Exercise:
What is needed is an exact copy of every entry below.

** Opening Material to process block **

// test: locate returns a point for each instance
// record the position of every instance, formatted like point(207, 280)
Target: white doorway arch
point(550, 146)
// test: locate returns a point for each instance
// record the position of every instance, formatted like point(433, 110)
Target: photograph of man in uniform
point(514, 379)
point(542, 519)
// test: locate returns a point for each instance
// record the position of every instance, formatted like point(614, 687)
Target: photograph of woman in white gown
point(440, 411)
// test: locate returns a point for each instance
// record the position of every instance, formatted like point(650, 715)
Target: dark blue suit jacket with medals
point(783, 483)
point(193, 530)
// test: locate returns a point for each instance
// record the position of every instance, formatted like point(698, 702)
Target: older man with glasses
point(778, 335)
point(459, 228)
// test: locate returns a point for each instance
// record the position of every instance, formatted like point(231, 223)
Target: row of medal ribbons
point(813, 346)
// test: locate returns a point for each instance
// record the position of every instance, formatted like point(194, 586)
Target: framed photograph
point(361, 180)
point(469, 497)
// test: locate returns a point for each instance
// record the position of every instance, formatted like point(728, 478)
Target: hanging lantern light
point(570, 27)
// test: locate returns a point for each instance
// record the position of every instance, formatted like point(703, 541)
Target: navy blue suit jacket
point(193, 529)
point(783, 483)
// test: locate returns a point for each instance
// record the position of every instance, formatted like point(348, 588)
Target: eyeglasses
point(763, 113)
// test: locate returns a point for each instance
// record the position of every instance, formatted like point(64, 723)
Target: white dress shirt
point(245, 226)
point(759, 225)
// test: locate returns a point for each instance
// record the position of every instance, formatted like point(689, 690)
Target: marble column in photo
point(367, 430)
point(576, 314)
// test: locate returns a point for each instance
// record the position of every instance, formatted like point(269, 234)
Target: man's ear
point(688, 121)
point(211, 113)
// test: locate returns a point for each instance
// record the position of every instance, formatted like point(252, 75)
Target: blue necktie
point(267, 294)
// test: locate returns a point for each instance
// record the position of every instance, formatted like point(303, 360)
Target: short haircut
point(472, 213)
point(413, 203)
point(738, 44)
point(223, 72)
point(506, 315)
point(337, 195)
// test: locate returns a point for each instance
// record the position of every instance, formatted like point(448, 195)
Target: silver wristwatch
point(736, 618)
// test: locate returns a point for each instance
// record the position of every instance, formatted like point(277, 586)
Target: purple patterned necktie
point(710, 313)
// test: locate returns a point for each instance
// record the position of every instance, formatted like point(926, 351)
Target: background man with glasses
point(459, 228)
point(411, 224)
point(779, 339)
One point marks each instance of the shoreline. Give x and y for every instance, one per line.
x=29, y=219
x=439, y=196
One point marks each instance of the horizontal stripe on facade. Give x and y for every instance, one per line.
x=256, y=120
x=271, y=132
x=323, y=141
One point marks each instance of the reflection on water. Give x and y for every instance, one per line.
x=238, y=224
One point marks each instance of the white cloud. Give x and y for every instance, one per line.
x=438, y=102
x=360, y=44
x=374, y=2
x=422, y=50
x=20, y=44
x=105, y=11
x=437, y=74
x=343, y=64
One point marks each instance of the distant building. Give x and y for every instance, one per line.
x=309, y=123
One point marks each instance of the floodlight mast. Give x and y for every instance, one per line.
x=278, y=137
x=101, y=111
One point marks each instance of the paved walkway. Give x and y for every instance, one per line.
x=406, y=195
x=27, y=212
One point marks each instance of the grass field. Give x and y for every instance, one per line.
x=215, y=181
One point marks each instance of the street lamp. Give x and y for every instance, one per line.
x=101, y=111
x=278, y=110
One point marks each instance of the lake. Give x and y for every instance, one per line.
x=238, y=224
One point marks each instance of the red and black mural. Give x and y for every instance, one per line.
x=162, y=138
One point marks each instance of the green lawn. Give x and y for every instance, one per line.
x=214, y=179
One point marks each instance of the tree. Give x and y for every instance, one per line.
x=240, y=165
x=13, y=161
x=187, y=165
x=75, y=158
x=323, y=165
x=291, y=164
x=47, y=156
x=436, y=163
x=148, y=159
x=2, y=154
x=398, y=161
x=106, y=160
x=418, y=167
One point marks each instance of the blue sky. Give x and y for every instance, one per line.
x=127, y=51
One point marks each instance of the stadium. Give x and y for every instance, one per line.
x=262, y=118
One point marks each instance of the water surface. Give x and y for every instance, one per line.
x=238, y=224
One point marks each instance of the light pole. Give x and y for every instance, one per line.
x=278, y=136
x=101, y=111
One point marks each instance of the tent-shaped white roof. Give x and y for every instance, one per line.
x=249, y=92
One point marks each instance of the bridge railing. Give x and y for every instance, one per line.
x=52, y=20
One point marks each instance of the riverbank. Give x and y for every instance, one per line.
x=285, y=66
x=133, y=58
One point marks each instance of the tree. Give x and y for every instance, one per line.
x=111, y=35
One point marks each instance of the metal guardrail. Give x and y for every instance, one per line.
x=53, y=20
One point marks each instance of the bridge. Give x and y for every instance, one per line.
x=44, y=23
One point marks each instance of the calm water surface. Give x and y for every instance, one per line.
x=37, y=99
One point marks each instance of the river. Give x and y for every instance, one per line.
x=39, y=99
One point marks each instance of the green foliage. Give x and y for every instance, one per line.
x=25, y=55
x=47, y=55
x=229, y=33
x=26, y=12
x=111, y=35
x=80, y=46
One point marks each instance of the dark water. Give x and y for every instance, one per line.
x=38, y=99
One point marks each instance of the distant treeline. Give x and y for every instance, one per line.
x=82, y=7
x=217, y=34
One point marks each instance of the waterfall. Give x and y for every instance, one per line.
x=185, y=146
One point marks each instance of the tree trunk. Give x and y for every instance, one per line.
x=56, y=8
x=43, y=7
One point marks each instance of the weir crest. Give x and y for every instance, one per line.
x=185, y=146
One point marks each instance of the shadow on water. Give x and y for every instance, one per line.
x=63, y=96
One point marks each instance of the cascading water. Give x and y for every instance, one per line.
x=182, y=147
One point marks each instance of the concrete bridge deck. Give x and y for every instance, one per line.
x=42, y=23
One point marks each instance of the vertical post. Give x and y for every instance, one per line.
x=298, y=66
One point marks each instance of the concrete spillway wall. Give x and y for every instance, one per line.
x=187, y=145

** Closing Material to process block **

Written answer:
// test: locate returns a point for each instance
// record the position of every instance, formatted like point(207, 280)
Target: white doorway arch
point(550, 146)
// test: locate returns a point for each instance
// record the position of every instance, formatted like point(433, 110)
Target: photograph of man in uniform
point(514, 379)
point(542, 519)
// test: locate returns a point for each instance
// record the position of every instance, formatted like point(614, 687)
Target: photograph of woman in white gown
point(440, 411)
// test: locate returns a point for each instance
// record the position of every instance, formatted like point(650, 715)
Target: dark blue suit jacket with medals
point(783, 483)
point(193, 530)
// test: locate returns a point for each instance
// record the position of every instance, formatted like point(698, 702)
Target: older man with glasses
point(778, 335)
point(459, 228)
// test: locate returns a point for each instance
// record the position of every instance, formatted like point(231, 223)
Target: row of medal ribbons
point(813, 346)
// test: locate returns a point for each instance
// record the position of every instance, formatted like point(194, 586)
Target: framed photograph
point(361, 180)
point(469, 497)
// test: locate returns a point for each instance
// record the position of every instance, formatted like point(728, 478)
Target: hanging lantern light
point(570, 27)
// test: locate returns a point for each instance
// record the position of every instance, formatted like point(703, 541)
Target: navy blue suit jacket
point(193, 529)
point(783, 483)
// test: locate returns a point for each instance
// record the position of every instance, formatted like point(348, 588)
Target: eyeglasses
point(763, 113)
// test: locate returns a point for each instance
// record the position of every instance, formatted like point(64, 723)
Target: white dress shirt
point(245, 226)
point(759, 225)
// test: locate returns a point for each instance
// record the position of every instance, formatted like point(689, 690)
Target: marble column in photo
point(367, 430)
point(576, 314)
// test: locate returns a point for each instance
// record the position of every instance, formatted like point(269, 234)
Target: man's ear
point(688, 121)
point(211, 113)
// test: locate returns a point for each instance
// record the position of every instance, formatted like point(252, 75)
Target: blue necktie
point(267, 294)
// test: locate returns a point for each instance
// record the position of every instance, formatted like point(303, 360)
Target: short haircut
point(472, 213)
point(413, 203)
point(738, 44)
point(223, 72)
point(506, 315)
point(337, 195)
// test: locate returns a point for each instance
// record the position of every instance, formatted like point(448, 195)
Target: silver wristwatch
point(736, 618)
// test: locate returns a point for each instance
// record the position of every instance, formatted like point(277, 586)
Target: purple patterned necktie
point(710, 313)
// test: locate returns a point for each instance
// record the position of every instance, formatted like point(926, 351)
Target: background man with glasses
point(459, 228)
point(411, 224)
point(779, 339)
One point marks each instance of the shoreline. Give x and y for every instance, one per line.
x=29, y=219
x=439, y=196
One point marks each instance of the horizontal stripe on facade. Give x and y for every instance, one per line.
x=256, y=120
x=271, y=132
x=323, y=141
One point marks each instance of the reflection on water. Give x and y for every instance, one per line.
x=238, y=224
One point marks each instance of the white cloud. Give x and y for every instance, one per line.
x=438, y=102
x=360, y=44
x=374, y=2
x=422, y=50
x=20, y=44
x=105, y=11
x=437, y=74
x=343, y=64
One point marks each instance of the distant building. Give x and y for every instance, one per line.
x=309, y=123
One point marks each instance of the floodlight mast. Give x and y for every instance, one per line.
x=278, y=137
x=101, y=111
One point marks each instance of the paved walkway. Give x and y for every instance, one per line.
x=406, y=195
x=27, y=212
One point marks each instance of the grass field. Give x and y for every instance, one per line.
x=215, y=181
One point marks each instance of the street lamp. Give x and y for every instance, one per line.
x=101, y=111
x=278, y=110
One point marks each instance of the lake. Give x and y for every instance, one per line.
x=238, y=224
One point marks each instance of the red and black mural. Give x and y for every instance, one per line.
x=162, y=138
One point marks each instance of the green lawn. Give x and y for every instance, one per line.
x=214, y=179
One point marks each instance of the tree. Give x and y for every instance, one per line.
x=240, y=165
x=13, y=161
x=187, y=165
x=75, y=158
x=323, y=165
x=291, y=164
x=47, y=156
x=436, y=163
x=148, y=159
x=2, y=154
x=398, y=161
x=106, y=160
x=418, y=167
One point marks each instance of the blue sky. Give x and y for every instance, one per line.
x=127, y=51
One point marks each instance of the stadium. Give x and y for every instance, one per line.
x=262, y=118
One point marks each instance of the water surface. Give x and y for every instance, one per line.
x=238, y=224
One point marks each instance of the light pole. Give x and y for every instance, one per line.
x=278, y=136
x=101, y=111
One point marks each instance of the tent-shaped white roof. Give x and y for every instance, one per line.
x=249, y=92
One point marks each instance of the bridge railing. Give x and y for every instance, one per line.
x=52, y=20
One point marks each instance of the riverbank. Give x and y for every instance, one per line.
x=285, y=66
x=133, y=58
One point marks each instance of the tree. Give x and y for every instance, one per line.
x=111, y=35
One point marks each instance of the metal guardrail. Give x and y for every instance, one per line.
x=53, y=20
One point marks each instance of the bridge. Give x and y for every instance, one per line.
x=44, y=23
One point marks each instance of the calm water surface. Give x and y for every instance, one per line.
x=37, y=99
One point marks each instance of the river. Give x and y for every instance, one per line.
x=39, y=99
One point marks each instance of the green foliage. Give x and y for every instance, one per line.
x=25, y=55
x=47, y=55
x=229, y=33
x=26, y=12
x=111, y=35
x=80, y=46
One point marks each instance of the dark water. Give x and y for every instance, one per line.
x=38, y=99
One point marks each instance of the distant treeline. Give x and y for every instance, one per line.
x=82, y=7
x=217, y=34
One point marks each instance of the waterfall. Give x and y for every instance, one per line.
x=185, y=146
One point marks each instance of the tree trunk. Give x and y for every instance, one per line.
x=56, y=8
x=43, y=7
One point marks each instance of the weir crest. Give x and y for every instance, one per line.
x=185, y=146
One point marks each instance of the shadow on water. Give x and y for every instance, one per line.
x=63, y=96
One point marks each instance of the cascading water. Give x and y for every instance, one per line.
x=182, y=147
One point marks each instance of the concrete bridge deck. Give x and y for every instance, one per line.
x=42, y=23
One point marks each instance of the vertical post. Give x and y for every instance, one per line.
x=298, y=66
One point marks each instance of the concrete spillway wall. Give x and y for every instance, one per line.
x=187, y=145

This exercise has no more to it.